Posted in Fears and Worries

Spooky Street by Ginger Keller Gannaway

Spooky Street

As the sun rises, I walk down a quiet shady street. No sidewalks – a long road with eerie undertones. 

When I first discovered this spooky street, I saw no one out so early in the morning. I passed double-wide trailers with front porches that were permanently planted in large lots. Most yards were mowed and cared for while a few looked like a dumping ground for Frankenstein cars and forgotten toys. A house and a two-story duplex broke up the pattern of mobile homes. One residence had a rusted bike mailbox stand with several vintage cars parked in its side yard. Another place had a huge unhealthy palm tree that looked like a Dr. Seuss drawing and a yard crowded with cacti and tired metal chairs. Near the end of the street a poop-brown trailer had a “Zombie Crossing” sign in a window. Next to that dwelling was the huge Boo Radley house that looked abandoned. It lurked on a deep long lot behind a slanted chainlink fence with several crooked trees and an abundance of trash in the yard.

For weeks, I saw no people during my walks. Each residence had between two and seven vehicles parked on its property, so I assumed they held multiple families. I guessed at the trailers’ secrets. Why was no one ever outside in the mornings? Drug dens or meth labs? Late night partiers? Werewolves, vampires, or aliens? (zombies were too obvious a guess).

The first human I saw during my walk was a skeletal old woman wearing a loose house dress who appeared behind her screen door. She glared at me before slinking away and slowly closing her front door. The next week I spotted a young woman carrying a lunch box and purse heading to her car. She saw me and hurried back into her house. Had she forgotten something, or did she not want to blow her undercover CIA assassin disguise?

*WHAT THE TASK REQUIRES:*
Extend the essay about the morning walks down the spooky street, beginning right after its final sentence.

*DATA EXTRACTS:*
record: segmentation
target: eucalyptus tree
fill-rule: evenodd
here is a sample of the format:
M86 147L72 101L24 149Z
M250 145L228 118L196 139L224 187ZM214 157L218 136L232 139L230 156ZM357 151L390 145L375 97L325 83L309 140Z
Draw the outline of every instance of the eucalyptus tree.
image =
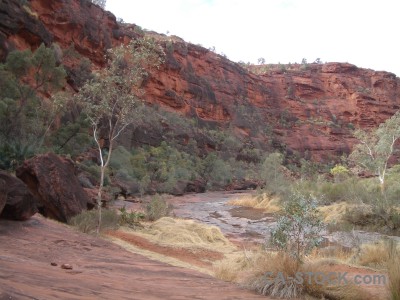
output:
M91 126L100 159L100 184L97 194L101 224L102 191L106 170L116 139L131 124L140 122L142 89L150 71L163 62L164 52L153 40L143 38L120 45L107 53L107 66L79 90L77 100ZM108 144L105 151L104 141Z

* * *

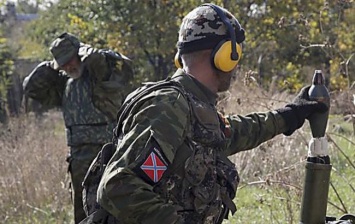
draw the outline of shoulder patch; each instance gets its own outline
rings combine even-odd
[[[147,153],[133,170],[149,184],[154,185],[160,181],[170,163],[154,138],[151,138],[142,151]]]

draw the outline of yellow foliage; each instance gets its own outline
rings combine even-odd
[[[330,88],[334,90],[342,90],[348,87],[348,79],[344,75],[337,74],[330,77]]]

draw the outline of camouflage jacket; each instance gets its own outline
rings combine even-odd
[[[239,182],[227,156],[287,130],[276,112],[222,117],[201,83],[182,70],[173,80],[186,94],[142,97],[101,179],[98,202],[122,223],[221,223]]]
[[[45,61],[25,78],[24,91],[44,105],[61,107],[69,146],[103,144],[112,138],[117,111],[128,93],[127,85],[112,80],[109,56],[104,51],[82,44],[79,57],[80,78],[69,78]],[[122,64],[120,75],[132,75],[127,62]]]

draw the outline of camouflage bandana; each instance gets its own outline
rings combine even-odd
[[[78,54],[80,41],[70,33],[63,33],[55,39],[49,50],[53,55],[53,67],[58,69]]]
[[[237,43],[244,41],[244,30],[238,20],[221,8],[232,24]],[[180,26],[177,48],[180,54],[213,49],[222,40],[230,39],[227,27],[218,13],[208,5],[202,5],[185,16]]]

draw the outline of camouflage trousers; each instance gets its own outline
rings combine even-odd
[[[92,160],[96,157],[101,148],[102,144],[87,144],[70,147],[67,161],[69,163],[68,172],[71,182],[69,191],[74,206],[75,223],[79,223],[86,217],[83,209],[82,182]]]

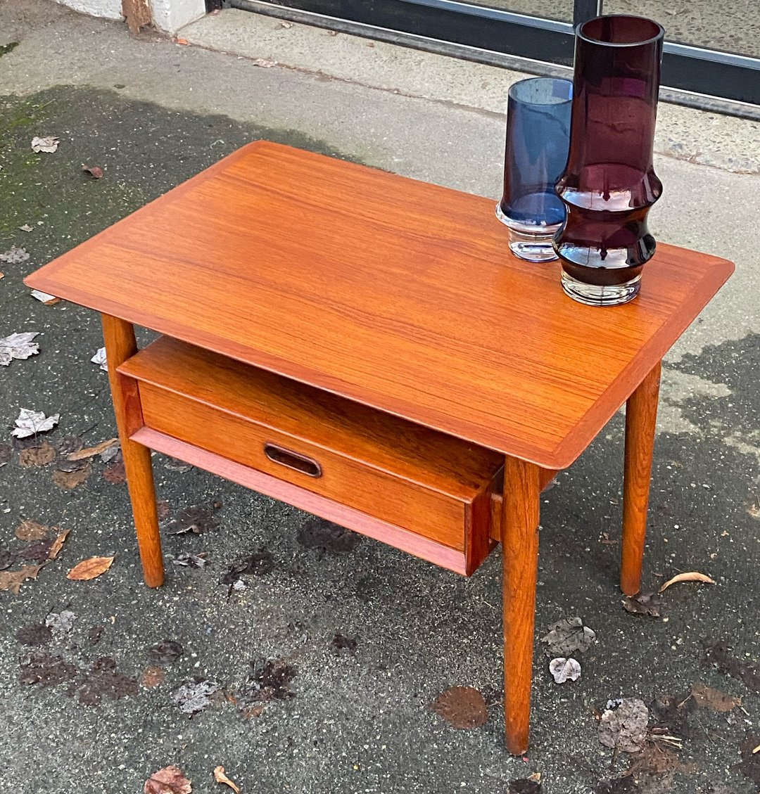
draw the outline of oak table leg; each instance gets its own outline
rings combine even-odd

*EXERCISE RESULT:*
As I made up backstories for the street’s assorted residents, I pushed down my nervousness of walking alone on an empty street. Then one morning a dusty & battered brown pick-up clunked onto the street as I moved onto the street’s grassy shoulder. The driver slowed to a crawl and stopped next to me. His window creeped down, and he brushed dirty fingernails through a scraggly grey and brown beard that touched the top of a faded flannel shirt collar. “Need a ride?” he said.

I gave him my best fake smile. “No thanks.”

He nodded, said, “OK,” and drove down the road like a person with no place to go.

I called Gary as soon as the truck was two houses away. “Listen up. I’m on the Spooky Street and some guy in a truck tried to give me a ride. Keep talking to me until I get to a busier street. Ok?” My husband’s voice calmed me down as I walked and talked. When I was almost at the Radley house, I noticed that the old truck had backed into the driveway of the neighboring trailer. The man was still sitting in the truck, smoking a cigarette. I walked faster and made it to a street with sidewalks.

“You alright?” said Gary. “Still there?”

I nodded and whispered into the phone, “ I think so.”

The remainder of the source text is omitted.